■ INSTRUCTIONS FOR THE TASK
Exactly reproduce the line containing "the light switch" together with every line after it, through the end of the entries, and give nothing more.

■ Object location annotation data
##############################

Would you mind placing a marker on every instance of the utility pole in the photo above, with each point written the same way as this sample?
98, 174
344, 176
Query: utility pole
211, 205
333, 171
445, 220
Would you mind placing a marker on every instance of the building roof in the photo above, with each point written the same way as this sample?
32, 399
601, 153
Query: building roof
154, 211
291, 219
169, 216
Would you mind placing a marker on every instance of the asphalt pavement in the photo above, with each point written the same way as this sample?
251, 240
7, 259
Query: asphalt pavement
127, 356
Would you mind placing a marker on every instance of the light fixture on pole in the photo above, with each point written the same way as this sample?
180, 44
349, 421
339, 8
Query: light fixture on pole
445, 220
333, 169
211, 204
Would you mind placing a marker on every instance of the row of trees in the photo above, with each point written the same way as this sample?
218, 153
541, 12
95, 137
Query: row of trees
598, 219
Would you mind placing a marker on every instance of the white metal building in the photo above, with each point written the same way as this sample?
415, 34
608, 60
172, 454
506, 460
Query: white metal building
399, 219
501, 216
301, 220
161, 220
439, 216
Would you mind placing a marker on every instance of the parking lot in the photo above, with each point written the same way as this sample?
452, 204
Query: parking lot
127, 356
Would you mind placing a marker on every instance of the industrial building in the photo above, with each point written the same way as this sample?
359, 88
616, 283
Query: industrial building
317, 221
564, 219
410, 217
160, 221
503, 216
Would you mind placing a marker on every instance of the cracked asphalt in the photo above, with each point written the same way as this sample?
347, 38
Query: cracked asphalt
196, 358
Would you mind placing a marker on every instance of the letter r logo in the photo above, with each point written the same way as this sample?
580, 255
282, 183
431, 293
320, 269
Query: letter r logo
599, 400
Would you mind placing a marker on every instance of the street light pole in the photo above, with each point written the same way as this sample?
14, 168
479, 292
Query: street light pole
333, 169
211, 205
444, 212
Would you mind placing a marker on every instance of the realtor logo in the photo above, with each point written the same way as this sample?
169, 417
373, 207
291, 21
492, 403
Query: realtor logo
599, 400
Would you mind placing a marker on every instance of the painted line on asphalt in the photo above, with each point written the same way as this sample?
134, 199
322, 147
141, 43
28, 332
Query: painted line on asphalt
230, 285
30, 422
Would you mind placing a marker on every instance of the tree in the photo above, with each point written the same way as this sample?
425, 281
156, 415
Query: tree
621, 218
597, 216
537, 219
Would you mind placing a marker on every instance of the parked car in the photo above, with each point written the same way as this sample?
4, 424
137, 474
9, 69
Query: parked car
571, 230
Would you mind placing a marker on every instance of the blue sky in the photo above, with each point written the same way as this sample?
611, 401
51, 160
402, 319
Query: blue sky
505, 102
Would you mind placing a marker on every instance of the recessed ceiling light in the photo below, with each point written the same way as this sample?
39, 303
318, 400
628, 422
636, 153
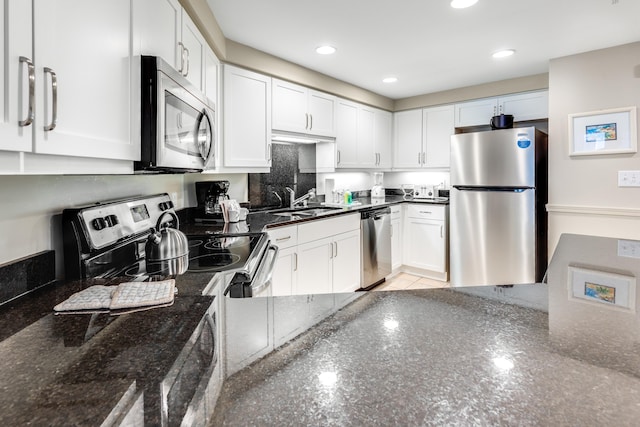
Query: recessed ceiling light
503, 53
325, 50
461, 4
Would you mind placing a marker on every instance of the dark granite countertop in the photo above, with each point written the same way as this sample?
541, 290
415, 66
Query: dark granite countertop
465, 356
561, 353
258, 221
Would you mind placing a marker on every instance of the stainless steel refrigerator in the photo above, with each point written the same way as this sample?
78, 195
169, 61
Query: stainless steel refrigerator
498, 225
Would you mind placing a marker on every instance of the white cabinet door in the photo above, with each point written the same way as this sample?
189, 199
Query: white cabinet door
247, 118
438, 128
424, 244
407, 139
383, 135
346, 262
290, 107
525, 106
475, 113
16, 37
285, 273
83, 79
346, 134
157, 29
365, 142
195, 47
321, 109
315, 267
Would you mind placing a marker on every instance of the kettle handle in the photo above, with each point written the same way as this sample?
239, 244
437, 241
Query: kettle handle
175, 217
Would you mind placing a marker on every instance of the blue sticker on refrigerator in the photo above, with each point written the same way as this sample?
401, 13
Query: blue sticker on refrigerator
523, 140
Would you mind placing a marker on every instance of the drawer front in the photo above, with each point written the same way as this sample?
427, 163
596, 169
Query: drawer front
426, 211
284, 237
396, 211
319, 229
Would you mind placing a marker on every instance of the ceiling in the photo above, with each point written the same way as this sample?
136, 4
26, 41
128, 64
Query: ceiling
426, 44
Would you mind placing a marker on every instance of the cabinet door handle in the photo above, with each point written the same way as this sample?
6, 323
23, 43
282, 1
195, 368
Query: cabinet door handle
181, 46
54, 99
32, 82
186, 73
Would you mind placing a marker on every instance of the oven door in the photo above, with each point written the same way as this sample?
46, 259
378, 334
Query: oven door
185, 128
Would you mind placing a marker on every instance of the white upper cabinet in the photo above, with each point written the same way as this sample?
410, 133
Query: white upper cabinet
16, 121
302, 110
523, 106
382, 136
247, 118
346, 134
363, 136
83, 79
422, 137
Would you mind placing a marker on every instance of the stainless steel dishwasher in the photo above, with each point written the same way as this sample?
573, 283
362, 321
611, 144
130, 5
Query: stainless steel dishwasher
375, 235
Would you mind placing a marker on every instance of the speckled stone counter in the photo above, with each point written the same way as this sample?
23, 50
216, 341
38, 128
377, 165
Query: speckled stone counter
452, 357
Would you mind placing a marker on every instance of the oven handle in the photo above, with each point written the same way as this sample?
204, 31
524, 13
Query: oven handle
271, 267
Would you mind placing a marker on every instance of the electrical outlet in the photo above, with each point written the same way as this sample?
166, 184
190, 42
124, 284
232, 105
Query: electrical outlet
628, 178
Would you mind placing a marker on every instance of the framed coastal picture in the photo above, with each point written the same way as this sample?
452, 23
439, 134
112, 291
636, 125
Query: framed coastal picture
602, 288
603, 132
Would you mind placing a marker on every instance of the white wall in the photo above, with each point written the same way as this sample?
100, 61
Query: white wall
584, 197
30, 218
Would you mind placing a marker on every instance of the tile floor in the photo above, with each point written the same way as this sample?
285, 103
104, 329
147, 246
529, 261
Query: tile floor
409, 281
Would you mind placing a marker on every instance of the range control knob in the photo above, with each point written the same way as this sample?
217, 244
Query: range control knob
111, 220
99, 223
164, 206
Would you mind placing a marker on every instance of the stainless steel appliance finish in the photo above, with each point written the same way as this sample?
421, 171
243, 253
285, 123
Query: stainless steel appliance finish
177, 122
498, 218
375, 235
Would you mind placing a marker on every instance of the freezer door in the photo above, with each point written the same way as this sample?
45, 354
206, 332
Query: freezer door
499, 158
492, 237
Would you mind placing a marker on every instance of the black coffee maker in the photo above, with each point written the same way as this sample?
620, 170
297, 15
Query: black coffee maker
210, 195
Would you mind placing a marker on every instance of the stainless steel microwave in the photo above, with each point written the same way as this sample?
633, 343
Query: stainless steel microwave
177, 122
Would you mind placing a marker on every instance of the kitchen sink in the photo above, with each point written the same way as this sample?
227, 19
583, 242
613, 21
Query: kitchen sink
304, 212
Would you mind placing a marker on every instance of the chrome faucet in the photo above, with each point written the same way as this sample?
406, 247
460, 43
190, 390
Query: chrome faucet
292, 197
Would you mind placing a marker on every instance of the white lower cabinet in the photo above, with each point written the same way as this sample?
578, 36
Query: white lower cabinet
425, 239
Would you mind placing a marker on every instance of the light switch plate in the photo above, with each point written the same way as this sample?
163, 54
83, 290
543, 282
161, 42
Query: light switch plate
629, 248
628, 178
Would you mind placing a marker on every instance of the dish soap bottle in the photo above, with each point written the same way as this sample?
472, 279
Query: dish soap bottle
348, 198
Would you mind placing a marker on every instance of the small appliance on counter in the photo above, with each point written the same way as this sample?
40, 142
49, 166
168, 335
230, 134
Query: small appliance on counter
425, 192
210, 196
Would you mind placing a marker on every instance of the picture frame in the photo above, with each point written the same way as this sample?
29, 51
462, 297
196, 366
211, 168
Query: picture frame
603, 132
597, 287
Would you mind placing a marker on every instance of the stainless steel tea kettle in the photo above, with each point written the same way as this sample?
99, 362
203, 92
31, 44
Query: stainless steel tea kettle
167, 249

##############################

■ TASK RESULT
Would you mind placing a marker on every instance of the light switch plate in the photo above, with each point written the same way as this sample?
163, 54
83, 290
543, 282
161, 42
Query: light switch plate
629, 248
628, 178
Would you mind placing a marker on every instance of the dish soap bottle in the photo above, with each point written the same way as this sample?
472, 279
Query: dish soap bottle
348, 198
Would you mind placing a marker on every instance of the small appliance on counter in the photo above, with each point written the same way as this sample?
40, 142
49, 166
168, 335
230, 134
Query: small appliance on counter
425, 192
210, 196
Would you mind placing a marker on every instance of the picture frame in the photo above, with each point written the same way as this sample?
29, 51
462, 297
196, 366
211, 168
Query: picture frame
603, 132
597, 287
Would you mind placing a marker on every instance of the stainless steel tea kettle in the photo above, with each point written the same way as this sample?
99, 362
203, 92
31, 44
Query: stainless steel tea kettle
167, 249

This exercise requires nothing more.